* [Goal]
Make an exact copy of all the records.

[Location annotation dataset excerpts]
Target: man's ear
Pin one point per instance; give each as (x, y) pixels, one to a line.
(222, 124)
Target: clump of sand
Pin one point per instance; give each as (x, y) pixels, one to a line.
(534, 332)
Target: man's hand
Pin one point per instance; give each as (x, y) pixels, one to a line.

* [Worked answer]
Target: man's ear
Pin one point per instance; give each as (x, y) pixels, one to a line.
(222, 124)
Target: clump of sand
Pin one point per instance; give each as (x, y) pixels, one to a line.
(534, 332)
Target: man's hand
Pin one point per instance; give each as (x, y) pixels, one to a line.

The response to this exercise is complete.